PROBLEM: Please reproduce, without any change, the stretch of the items from the line containing "task: provide the mask of every instance of the wooden" through the line containing "250), (369, 245)]", including both of those lines.

☆ ☆ ☆ ☆ ☆

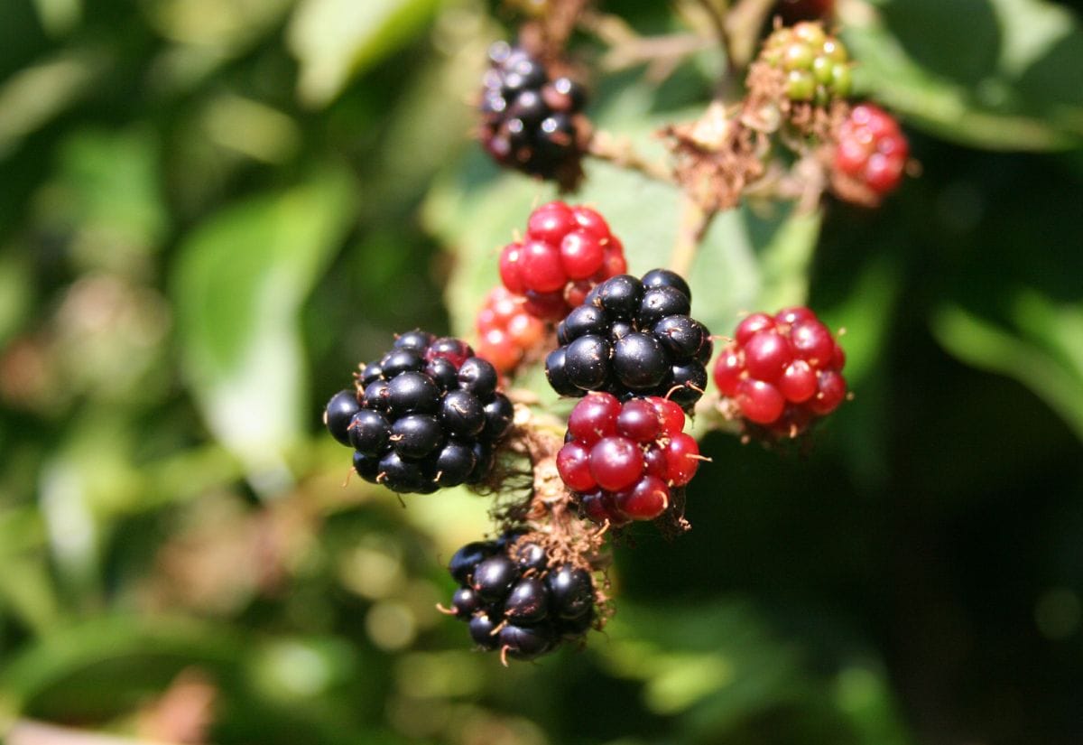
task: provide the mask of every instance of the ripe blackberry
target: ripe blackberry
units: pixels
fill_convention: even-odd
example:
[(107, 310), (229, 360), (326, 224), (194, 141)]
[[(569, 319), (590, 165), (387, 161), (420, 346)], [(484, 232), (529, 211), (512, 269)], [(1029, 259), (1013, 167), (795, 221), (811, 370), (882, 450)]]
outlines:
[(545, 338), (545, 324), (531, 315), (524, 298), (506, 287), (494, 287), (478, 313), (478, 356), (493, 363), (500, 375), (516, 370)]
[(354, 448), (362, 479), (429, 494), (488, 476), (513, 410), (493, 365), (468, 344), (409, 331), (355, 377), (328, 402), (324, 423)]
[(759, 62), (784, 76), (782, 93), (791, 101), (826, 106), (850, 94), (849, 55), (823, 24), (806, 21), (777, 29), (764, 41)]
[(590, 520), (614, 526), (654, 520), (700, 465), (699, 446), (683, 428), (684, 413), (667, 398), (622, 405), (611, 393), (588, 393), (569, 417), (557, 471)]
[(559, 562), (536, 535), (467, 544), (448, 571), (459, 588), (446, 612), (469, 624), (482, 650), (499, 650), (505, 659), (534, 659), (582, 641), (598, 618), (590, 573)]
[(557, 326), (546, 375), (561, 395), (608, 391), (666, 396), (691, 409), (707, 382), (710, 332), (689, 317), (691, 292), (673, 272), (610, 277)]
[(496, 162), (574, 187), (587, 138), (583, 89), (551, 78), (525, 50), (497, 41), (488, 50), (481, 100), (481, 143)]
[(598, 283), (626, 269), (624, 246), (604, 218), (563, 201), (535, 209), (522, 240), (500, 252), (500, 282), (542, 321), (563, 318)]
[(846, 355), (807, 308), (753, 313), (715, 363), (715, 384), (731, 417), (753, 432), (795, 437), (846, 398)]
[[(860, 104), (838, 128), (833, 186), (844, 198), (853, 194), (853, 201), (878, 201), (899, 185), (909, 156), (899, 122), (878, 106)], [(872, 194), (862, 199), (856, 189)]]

☆ ☆ ☆ ☆ ☆

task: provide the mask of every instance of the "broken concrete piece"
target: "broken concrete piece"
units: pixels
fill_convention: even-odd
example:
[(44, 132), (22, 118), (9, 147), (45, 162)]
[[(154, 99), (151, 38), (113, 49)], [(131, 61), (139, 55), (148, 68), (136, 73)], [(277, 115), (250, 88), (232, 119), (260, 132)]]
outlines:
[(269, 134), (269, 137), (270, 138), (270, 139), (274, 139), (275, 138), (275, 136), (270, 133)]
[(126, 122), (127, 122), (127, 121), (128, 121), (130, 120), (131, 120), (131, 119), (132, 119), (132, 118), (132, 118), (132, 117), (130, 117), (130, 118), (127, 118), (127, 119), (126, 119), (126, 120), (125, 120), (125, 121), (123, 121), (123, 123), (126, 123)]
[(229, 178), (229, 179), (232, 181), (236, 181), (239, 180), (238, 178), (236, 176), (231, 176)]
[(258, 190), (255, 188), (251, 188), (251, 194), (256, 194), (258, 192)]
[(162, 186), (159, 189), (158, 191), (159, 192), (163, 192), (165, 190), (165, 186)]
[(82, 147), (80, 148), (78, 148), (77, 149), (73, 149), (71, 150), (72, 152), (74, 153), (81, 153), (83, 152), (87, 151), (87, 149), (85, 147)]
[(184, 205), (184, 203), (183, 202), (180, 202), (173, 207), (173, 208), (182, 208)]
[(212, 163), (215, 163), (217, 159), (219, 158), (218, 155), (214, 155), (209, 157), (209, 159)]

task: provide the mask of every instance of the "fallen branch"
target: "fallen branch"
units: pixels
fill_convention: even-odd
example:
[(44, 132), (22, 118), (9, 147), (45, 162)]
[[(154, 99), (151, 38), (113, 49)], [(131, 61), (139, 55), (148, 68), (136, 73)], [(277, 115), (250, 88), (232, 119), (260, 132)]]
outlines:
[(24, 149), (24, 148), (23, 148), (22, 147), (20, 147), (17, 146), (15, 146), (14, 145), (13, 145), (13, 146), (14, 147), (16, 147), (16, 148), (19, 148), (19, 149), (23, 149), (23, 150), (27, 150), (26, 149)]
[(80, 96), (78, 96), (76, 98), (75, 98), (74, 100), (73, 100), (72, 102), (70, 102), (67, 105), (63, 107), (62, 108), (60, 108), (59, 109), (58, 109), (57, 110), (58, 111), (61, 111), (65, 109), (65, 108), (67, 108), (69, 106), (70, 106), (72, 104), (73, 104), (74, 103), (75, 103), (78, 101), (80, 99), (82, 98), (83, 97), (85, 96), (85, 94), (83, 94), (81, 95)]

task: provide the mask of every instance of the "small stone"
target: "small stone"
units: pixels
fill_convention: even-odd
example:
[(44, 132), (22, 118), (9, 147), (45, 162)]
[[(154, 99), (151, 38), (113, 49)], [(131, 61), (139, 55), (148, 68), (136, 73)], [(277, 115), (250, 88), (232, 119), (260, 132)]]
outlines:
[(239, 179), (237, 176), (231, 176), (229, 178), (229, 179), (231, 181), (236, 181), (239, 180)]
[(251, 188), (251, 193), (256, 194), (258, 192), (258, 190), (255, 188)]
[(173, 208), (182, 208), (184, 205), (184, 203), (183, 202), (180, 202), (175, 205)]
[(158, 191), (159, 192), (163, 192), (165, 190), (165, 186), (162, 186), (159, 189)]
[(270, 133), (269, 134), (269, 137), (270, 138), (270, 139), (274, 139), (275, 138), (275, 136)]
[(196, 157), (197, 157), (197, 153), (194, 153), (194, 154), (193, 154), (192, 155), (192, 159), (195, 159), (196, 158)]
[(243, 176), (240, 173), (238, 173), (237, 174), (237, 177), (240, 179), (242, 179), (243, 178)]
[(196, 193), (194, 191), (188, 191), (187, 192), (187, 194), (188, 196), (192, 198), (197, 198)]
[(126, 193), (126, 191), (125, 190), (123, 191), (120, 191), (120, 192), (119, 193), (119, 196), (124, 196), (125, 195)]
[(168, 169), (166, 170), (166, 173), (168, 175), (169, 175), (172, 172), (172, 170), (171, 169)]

☆ ☆ ☆ ☆ ☆

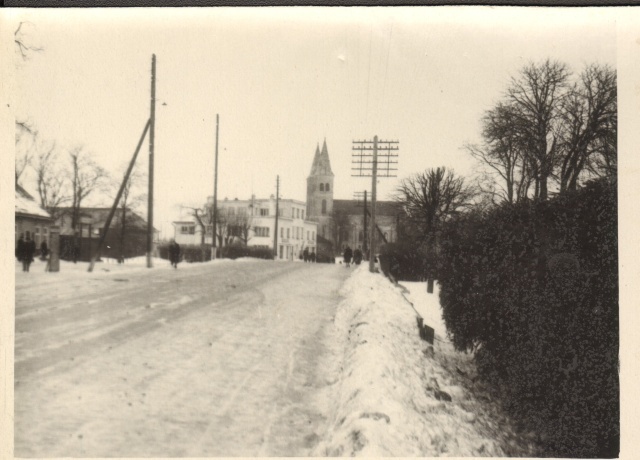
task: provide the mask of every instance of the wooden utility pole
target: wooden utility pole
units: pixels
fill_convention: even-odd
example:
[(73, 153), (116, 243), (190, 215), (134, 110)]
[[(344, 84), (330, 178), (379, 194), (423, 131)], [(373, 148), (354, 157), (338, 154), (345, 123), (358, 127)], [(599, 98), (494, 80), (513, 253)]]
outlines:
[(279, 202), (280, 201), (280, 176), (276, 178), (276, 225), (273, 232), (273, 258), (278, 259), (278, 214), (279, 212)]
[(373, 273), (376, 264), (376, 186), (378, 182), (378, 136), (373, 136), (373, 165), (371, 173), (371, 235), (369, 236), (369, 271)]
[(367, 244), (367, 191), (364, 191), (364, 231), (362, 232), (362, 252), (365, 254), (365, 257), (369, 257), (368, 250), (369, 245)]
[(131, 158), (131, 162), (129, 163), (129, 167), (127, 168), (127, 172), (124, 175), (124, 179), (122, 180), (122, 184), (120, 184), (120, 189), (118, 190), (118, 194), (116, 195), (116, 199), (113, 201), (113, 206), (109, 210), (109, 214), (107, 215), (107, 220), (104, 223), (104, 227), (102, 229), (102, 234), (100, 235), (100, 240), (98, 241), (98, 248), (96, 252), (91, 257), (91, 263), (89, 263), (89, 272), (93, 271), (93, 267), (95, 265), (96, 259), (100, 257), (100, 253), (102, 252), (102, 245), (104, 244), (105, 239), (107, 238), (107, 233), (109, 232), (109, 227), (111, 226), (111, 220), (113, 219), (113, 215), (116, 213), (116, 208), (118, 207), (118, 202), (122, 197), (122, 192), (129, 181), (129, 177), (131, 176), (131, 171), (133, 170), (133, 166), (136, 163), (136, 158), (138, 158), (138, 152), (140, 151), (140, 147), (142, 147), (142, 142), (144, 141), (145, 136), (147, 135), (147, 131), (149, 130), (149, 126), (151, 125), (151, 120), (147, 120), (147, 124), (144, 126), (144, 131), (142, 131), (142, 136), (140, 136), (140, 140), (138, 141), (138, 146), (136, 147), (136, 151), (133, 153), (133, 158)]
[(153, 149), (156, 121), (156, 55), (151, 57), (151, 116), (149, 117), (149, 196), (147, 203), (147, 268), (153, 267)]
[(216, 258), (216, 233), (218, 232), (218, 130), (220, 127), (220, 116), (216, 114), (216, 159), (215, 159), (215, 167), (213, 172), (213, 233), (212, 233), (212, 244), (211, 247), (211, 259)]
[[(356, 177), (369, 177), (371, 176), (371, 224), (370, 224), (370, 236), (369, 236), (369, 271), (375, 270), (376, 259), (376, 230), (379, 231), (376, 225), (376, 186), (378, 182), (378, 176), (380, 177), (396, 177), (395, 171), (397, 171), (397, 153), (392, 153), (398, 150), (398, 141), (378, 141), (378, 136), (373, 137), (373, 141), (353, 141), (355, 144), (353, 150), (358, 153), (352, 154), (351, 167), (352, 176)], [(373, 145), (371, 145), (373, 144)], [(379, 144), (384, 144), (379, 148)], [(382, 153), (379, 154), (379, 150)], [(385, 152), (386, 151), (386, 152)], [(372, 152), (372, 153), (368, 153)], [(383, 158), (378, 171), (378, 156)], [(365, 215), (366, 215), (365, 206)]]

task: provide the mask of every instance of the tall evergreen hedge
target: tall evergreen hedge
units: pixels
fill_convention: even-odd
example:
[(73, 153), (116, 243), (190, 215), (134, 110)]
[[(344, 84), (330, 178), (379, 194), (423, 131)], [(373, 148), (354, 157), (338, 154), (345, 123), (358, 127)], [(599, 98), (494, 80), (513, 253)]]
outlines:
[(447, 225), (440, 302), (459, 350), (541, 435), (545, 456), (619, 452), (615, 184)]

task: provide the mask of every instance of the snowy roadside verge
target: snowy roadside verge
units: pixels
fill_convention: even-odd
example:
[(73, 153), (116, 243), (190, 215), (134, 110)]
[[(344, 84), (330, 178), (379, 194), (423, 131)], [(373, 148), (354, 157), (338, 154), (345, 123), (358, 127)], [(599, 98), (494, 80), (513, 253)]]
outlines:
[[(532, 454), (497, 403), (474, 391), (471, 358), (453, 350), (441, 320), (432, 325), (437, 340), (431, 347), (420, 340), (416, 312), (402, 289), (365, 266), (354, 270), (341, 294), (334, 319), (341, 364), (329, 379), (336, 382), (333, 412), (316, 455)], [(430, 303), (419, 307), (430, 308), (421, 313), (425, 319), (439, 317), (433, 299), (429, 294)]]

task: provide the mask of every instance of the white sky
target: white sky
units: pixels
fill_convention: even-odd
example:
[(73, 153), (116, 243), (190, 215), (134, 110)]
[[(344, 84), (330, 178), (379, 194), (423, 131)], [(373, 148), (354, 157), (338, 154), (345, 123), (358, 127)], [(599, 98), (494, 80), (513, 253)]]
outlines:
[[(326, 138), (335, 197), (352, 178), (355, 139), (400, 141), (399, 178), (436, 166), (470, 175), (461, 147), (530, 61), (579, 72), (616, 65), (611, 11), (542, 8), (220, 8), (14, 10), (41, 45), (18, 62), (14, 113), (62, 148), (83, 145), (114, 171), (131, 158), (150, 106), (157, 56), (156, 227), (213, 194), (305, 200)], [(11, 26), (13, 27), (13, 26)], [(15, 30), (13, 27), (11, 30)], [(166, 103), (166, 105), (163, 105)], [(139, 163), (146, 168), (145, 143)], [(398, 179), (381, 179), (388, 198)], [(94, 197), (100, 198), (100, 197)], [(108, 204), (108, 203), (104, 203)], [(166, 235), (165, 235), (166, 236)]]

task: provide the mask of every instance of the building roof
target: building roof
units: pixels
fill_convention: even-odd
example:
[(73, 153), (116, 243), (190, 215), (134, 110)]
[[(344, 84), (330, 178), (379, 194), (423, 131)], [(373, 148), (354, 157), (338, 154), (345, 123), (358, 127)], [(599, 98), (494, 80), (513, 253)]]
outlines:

☆ ☆ ☆ ☆ ☆

WRITTEN REPLY:
task: provide the mask of every instance of the wooden utility pole
target: wooden utility pole
units: pixels
fill_convention: even-odd
example:
[(73, 153), (116, 243), (190, 215), (134, 110)]
[[(344, 84), (330, 178), (379, 194), (423, 131)], [(373, 148), (354, 157), (338, 154), (345, 123), (358, 127)], [(599, 98), (494, 80), (513, 253)]]
outlines:
[(279, 202), (280, 201), (280, 176), (276, 178), (276, 225), (273, 232), (273, 258), (278, 259), (278, 214), (279, 212)]
[(373, 273), (376, 264), (376, 186), (378, 182), (378, 136), (373, 136), (373, 165), (371, 173), (371, 235), (369, 236), (369, 271)]
[(367, 244), (367, 191), (364, 191), (364, 231), (362, 232), (362, 252), (365, 254), (365, 257), (369, 257), (368, 250), (369, 245)]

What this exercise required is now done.